Stored dataset items:

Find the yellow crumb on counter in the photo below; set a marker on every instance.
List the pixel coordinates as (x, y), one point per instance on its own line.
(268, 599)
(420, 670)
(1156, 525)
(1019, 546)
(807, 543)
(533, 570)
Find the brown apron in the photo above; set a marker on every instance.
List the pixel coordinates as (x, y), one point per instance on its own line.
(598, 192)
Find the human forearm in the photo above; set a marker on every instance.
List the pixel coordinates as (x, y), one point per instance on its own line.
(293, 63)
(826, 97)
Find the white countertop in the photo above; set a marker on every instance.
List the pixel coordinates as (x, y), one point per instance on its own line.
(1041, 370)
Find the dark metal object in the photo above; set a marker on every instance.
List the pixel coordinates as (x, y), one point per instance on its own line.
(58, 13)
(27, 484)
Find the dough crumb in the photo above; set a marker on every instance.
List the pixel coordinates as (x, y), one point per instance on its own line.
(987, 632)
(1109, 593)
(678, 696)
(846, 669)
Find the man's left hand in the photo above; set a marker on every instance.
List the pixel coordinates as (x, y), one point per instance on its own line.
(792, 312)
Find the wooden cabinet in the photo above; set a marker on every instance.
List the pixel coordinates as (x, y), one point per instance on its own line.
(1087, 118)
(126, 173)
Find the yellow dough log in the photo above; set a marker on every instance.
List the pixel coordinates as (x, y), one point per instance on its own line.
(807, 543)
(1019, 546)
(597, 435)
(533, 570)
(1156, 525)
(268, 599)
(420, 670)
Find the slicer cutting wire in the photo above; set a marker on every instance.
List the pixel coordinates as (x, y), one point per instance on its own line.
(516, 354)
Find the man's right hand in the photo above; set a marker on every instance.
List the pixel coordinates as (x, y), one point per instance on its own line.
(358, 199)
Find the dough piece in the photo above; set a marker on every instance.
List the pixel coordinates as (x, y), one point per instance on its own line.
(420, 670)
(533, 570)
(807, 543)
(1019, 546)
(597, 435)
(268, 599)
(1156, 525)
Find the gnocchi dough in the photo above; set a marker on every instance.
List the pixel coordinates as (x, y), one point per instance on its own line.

# [What you are asked to do]
Produce a verbatim transcription of the entries above.

# [Complete answer]
Find the yellow crumb on counter in the photo below; set a marker on every instance.
List the pixel coordinates as (x, y), one point per instance on its own line.
(268, 599)
(420, 670)
(1156, 525)
(1019, 546)
(807, 543)
(533, 570)
Find the brown apron in the photo above; set a marker on every instance.
List the pixel coordinates as (x, y), one point per instance on its own line.
(598, 192)
Find the human forearm in the photo above; set a marker on every instance.
List the pixel coordinates as (x, y), one point per instance on its own line.
(293, 63)
(826, 97)
Find the white countertop in the photo above; set a marker on every instance.
List the pixel coordinates as (x, y), one point per instance on its own line.
(1041, 370)
Find the dark metal object in the photo above; set a marker on every instance.
List the pixel coordinates as (x, y), one point per instance on its own line.
(58, 13)
(27, 484)
Find the dough crumb in the photo above; set a marker on every instance.
List the pixel coordinates as (x, y), one point per instance on its own line.
(987, 632)
(1109, 593)
(678, 696)
(846, 669)
Find the man's left hand in the photo above; set a marker on every instance.
List the pixel coordinates as (x, y), one point per instance on its own line.
(792, 312)
Find the wooden cabinet in the photo above; set a marker on every instance.
List the pixel coordinates as (x, y), one point per instance on its own line.
(1087, 118)
(126, 173)
Find the yellow dough log in the photo above; set a marker on every instance.
List the pixel coordinates as (x, y), one point per instance on its own line.
(807, 543)
(1019, 546)
(597, 435)
(533, 570)
(1156, 525)
(268, 599)
(420, 670)
Find the slicer cutting wire in the photo above; set a marker on every instance.
List the pixel coordinates as (x, y), one point per instance on its own line.
(516, 354)
Find the man's right hand in the photo above; set a marker on every instance.
List the pixel coordinates as (x, y), one point per instance on its own line.
(358, 199)
Find the dough piece in the photo above; set a marker on every instance.
List the pixel coordinates as (x, y), one point per instance on its own line.
(420, 670)
(533, 570)
(807, 543)
(1019, 546)
(597, 435)
(268, 599)
(1156, 525)
Find the gnocchi dough in the photo above; set a marker on every instance.
List the pixel coordinates as (x, y), one point per instance on its own line.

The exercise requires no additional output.